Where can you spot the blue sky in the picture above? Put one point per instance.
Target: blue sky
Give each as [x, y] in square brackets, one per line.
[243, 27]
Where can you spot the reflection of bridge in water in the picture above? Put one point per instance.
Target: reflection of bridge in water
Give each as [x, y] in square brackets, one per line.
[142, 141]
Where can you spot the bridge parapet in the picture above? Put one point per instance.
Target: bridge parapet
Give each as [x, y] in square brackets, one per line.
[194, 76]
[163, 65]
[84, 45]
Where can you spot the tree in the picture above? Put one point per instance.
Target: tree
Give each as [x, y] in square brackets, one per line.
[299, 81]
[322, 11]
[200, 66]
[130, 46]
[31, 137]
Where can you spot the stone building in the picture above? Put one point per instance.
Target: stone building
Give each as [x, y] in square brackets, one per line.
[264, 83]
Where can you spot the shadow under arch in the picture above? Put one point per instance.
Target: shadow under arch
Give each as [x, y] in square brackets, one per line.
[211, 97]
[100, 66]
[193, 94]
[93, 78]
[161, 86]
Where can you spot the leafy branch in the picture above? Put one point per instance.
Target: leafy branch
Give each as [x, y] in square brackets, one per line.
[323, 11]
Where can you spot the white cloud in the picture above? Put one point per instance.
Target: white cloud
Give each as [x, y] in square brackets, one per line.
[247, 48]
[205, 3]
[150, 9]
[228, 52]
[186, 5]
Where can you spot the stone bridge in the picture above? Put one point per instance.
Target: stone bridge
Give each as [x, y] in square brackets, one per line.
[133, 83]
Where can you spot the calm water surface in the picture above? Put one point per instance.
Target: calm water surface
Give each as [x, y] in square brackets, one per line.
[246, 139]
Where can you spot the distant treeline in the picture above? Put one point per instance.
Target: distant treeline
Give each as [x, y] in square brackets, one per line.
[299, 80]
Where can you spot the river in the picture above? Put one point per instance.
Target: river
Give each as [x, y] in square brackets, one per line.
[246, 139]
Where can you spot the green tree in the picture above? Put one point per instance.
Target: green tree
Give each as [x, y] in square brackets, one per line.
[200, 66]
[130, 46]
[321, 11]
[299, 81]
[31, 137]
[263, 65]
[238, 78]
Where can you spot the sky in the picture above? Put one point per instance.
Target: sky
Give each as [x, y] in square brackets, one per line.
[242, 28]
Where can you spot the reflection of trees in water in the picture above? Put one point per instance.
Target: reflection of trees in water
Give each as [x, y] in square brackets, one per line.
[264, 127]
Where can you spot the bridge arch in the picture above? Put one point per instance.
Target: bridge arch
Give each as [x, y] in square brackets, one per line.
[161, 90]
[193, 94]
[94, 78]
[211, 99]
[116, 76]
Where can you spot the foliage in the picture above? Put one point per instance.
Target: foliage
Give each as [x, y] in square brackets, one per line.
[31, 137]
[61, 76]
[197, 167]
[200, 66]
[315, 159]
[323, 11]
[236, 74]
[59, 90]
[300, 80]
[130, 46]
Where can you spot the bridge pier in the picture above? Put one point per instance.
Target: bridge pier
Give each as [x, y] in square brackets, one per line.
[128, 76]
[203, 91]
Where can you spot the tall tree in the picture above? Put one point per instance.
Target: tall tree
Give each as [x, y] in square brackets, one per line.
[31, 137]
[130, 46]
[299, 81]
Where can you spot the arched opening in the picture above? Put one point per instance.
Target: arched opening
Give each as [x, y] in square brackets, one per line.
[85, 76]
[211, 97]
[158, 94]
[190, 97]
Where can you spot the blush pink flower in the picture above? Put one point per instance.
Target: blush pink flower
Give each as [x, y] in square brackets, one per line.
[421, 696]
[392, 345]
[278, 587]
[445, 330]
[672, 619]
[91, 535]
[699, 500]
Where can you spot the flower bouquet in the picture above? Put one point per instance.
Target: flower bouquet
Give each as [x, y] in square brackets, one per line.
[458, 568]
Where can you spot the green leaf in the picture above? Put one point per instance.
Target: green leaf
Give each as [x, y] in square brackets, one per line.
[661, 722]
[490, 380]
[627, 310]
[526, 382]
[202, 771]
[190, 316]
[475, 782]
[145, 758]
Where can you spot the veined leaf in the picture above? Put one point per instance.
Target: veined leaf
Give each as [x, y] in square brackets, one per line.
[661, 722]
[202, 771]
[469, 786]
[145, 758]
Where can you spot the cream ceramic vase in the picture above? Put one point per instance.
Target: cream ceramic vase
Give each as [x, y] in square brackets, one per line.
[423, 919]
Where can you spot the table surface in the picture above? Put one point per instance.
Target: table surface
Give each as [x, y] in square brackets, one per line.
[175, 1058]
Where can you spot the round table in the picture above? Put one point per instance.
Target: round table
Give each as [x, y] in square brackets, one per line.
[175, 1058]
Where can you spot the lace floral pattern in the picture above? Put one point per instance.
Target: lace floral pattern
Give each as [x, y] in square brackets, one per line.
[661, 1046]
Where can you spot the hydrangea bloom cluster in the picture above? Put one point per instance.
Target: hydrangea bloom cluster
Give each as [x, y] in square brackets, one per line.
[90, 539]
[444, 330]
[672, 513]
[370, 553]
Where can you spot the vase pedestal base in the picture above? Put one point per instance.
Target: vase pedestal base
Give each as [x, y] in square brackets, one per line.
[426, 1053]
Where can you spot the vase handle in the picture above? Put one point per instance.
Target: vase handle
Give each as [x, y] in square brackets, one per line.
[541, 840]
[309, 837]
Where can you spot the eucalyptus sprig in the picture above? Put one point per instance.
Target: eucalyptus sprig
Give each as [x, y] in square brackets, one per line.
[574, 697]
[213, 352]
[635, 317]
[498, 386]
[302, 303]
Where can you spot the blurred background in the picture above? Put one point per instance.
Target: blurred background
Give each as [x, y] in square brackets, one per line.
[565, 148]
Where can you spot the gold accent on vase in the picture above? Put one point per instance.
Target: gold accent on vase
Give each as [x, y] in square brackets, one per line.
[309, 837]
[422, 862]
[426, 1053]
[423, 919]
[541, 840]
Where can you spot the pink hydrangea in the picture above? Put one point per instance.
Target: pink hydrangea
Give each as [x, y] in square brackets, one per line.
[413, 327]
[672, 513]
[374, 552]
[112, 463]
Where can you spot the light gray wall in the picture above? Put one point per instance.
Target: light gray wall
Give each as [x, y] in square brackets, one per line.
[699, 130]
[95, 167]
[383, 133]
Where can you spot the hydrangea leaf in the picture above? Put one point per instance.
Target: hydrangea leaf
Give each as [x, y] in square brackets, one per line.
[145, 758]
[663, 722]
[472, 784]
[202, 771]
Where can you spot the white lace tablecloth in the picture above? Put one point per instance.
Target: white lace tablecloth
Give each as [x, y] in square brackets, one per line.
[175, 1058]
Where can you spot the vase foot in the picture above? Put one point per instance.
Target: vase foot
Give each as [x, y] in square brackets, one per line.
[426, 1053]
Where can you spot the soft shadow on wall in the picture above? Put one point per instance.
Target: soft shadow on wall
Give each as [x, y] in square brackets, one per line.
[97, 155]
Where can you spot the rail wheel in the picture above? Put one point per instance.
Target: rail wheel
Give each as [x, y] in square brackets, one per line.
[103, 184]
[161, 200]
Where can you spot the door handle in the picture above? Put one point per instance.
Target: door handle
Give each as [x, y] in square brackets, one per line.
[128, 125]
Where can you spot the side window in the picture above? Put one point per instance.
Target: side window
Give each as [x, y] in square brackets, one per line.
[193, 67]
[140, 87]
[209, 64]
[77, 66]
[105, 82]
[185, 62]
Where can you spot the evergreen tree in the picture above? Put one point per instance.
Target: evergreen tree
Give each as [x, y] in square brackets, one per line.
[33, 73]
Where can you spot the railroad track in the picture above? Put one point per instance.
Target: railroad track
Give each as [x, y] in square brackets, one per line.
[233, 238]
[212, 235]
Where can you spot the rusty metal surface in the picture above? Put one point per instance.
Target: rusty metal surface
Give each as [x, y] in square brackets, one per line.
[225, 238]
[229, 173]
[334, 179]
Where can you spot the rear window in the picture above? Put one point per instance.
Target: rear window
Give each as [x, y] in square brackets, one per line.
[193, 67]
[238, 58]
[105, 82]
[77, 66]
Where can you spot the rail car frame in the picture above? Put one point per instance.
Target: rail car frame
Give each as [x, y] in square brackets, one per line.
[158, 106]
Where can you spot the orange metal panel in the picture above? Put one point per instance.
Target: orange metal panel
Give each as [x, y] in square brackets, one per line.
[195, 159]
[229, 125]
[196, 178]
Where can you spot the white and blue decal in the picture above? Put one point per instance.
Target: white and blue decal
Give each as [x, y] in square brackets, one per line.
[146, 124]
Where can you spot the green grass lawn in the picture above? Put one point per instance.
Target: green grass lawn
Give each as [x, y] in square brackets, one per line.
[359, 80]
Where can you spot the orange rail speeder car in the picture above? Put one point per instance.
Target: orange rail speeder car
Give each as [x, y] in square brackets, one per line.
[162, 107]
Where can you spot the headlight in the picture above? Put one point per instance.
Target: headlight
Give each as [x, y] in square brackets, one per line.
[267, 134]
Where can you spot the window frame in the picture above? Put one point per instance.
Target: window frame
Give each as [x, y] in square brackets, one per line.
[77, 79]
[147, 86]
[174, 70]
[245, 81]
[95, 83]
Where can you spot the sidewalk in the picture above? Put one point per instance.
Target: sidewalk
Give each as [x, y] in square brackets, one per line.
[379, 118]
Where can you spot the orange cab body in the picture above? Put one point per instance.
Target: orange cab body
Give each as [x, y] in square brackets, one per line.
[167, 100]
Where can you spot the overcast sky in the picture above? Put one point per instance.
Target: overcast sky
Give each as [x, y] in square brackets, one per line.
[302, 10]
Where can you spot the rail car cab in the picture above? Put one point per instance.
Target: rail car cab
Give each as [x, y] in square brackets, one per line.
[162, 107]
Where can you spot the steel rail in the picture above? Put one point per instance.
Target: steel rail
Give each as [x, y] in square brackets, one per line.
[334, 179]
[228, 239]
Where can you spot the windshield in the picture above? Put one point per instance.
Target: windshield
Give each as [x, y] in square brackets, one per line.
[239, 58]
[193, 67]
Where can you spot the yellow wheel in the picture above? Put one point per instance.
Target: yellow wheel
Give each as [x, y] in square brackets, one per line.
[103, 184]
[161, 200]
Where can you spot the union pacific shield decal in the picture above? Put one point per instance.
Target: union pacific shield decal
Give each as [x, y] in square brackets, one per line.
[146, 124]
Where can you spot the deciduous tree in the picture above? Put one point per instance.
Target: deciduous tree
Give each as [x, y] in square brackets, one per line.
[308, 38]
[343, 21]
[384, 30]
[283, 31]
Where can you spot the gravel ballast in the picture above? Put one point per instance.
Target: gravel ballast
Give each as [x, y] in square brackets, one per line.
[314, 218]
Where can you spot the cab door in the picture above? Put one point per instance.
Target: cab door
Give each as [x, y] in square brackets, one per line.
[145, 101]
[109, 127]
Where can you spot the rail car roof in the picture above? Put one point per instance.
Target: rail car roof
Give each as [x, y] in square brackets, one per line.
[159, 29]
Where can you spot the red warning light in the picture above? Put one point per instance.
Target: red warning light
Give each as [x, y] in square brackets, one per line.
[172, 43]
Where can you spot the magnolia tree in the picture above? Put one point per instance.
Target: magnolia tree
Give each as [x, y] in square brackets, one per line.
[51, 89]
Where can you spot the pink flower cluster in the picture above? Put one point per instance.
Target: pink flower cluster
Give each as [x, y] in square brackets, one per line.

=====

- _THE REQUEST_: Beginning with the line that contains "Where can you spot the windshield", repeat every line through the end of the records and nothing more.

- _OUTPUT OF THE EXERCISE_:
Where can you spot the windshield in the picture above? Put one point per instance.
Target: windshield
Give each as [x, y] in square brackets, one per line.
[239, 58]
[193, 67]
Where can you spot the yellow wheel in the picture above? Put one point per instance.
Target: yellow wheel
Give each as [x, y] in square brackets, one per line.
[103, 184]
[161, 200]
Where can you spot the union pacific shield decal in the picture above? Put one point per instance.
Target: union pacific shield decal
Give each as [x, y] in square brackets, one per line.
[146, 124]
Where can you spot the deciduous tree in the picture above? Put one point per instance.
Target: deciduous tree
Give each as [x, y] in square brackets, one per line.
[308, 38]
[343, 21]
[384, 30]
[283, 31]
Where can you spot the gravel ballast in the picture above? Put one point per instance.
Target: gravel ballast
Give each as [x, y] in square brackets, one per line.
[314, 218]
Where can you spot the cab door in the picture above? Put one point per instance.
Target: cab door
Give each as [x, y] in square brackets, one per line.
[145, 101]
[109, 127]
Where can you spot the rail car roof in the picture above? Put one point per instance.
Target: rail car roof
Give each as [x, y] in square brackets, one per line.
[159, 29]
Where can you spot the red warning light in the picture above? Put one point per instance.
Target: red warning light
Give each as [x, y] in square brackets, one per line.
[172, 43]
Where can you spot the magnolia tree in the picture above? Put one point per instance.
Target: magnolia tree
Give each as [x, y] in square brackets, one per line.
[51, 89]
Where can you spot the pink flower cluster in the picture above? Put one point per instance.
Target: pink flower cluster
Give each as [x, y] in square brackets, one per line.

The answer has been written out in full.